_記事_.
どこでも寝れる私は3段ベットの一番上を陣取り、すやすやと寝た。
電車の遅延で夜中2時ごろにバラナシの中心地から川を渡った駅に着いた。さぁホテルへ。
第一の壁:遠吠えをしている野良犬たち
5人中2人が狂犬病の予防注射を打ったのだが、残りの3人は無防備。 ゆっくり歩いたら大丈夫だった。夜中に通る私たちがいけない。ごめん。
第二の壁:泊まらせてくれないエントランスのインド人ニキ
ホテルに着いた。誰もいないからインターホンを押す。2人降りてきた。
こんばんはをして、Booking.comの予約ページを見せる。
「外国人泊まれないわ」
眠いのに、お風呂入りたいのに、暗くて怖いのに。
新しく2人外からニキたちが入ってくる。なんだかニヤニヤしている。
最初から対応してくれていたお兄さんが新しいホテルを提案してくれたけど、値段を見たら2倍で貧乏旅をしているわたしたちにとっては痛手すぎて、駄々をこねてみた。

_やること_. 上の記事を2文で要約してください。

_保存データ_.
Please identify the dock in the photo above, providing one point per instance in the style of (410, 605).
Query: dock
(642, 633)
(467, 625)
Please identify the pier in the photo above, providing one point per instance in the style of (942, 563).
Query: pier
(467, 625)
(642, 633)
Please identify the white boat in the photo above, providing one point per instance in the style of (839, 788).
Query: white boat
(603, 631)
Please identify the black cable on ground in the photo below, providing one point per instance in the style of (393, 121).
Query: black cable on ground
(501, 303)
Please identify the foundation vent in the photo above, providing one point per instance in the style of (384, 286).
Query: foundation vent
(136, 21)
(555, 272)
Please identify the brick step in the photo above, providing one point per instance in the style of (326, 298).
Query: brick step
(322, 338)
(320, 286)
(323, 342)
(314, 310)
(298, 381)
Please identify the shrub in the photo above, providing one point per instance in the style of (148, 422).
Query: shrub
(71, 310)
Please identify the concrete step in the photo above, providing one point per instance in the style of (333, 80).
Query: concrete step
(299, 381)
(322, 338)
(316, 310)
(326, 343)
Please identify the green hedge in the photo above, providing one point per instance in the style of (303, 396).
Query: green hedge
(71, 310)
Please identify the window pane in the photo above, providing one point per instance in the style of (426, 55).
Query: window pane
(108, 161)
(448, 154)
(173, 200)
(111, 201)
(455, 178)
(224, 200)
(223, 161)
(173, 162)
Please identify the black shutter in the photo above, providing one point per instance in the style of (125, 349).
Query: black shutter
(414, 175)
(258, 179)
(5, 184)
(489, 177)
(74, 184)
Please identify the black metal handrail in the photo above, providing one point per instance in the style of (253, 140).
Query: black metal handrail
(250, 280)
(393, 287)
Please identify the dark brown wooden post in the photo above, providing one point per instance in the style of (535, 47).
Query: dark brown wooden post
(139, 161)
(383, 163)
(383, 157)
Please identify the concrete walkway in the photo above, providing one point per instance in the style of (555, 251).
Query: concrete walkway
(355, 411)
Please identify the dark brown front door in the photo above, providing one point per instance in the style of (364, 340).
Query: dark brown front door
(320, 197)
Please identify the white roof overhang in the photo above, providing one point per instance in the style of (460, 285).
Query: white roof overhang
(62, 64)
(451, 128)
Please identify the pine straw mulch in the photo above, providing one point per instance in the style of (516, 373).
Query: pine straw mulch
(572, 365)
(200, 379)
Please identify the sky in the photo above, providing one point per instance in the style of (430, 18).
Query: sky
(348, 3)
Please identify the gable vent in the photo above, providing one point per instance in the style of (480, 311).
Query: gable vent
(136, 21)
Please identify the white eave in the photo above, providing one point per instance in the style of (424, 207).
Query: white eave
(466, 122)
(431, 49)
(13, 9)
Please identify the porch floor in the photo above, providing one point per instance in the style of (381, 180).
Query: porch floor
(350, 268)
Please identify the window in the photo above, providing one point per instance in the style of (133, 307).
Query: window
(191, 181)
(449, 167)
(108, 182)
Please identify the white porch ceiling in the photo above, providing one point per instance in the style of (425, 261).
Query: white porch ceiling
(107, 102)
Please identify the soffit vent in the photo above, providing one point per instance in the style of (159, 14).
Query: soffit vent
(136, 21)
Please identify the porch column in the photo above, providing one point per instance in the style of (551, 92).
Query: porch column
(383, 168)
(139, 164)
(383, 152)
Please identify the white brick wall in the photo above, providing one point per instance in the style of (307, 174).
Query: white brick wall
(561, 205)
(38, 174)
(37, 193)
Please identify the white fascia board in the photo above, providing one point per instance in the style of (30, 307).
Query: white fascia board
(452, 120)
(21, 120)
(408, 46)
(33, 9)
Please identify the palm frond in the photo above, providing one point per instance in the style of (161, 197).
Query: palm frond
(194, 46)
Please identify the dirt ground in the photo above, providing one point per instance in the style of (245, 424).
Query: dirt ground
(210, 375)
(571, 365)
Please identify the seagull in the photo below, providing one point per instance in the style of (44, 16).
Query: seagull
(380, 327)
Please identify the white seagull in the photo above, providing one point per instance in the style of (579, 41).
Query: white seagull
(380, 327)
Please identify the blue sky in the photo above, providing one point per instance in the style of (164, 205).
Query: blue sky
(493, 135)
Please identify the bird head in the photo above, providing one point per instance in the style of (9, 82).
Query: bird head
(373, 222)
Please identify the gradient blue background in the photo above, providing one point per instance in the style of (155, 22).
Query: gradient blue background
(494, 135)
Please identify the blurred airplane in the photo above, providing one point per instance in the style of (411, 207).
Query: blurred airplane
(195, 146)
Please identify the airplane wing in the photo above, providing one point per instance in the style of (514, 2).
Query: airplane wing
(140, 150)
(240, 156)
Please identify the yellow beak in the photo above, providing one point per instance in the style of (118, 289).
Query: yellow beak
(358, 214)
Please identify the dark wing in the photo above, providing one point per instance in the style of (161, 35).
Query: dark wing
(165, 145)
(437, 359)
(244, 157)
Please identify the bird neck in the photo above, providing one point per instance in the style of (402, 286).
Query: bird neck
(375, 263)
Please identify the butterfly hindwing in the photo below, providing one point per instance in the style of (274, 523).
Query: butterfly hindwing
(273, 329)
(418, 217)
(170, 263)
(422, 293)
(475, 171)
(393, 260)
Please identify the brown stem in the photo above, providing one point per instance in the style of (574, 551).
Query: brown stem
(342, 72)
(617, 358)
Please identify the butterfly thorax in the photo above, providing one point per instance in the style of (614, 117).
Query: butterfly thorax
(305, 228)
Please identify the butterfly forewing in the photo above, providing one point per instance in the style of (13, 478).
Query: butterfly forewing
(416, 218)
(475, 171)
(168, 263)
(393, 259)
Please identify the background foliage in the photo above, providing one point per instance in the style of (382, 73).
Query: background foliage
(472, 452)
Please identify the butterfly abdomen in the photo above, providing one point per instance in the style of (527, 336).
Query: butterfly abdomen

_実行結果_. 電車の遅延で夜中2時ごろにバラナシの中心地から川を渡った駅に着いた5人は、3人が狂犬病の予防注射を打っていないなか、遠吠えする野良犬たちのそばをゆっくり歩いてホテルへ向かった。ホテルではBooking.comの予約ページを見せたものの外国人は泊まれないと断られ、提案された新しいホテルは値段が2倍だったため、駄々をこねてみた。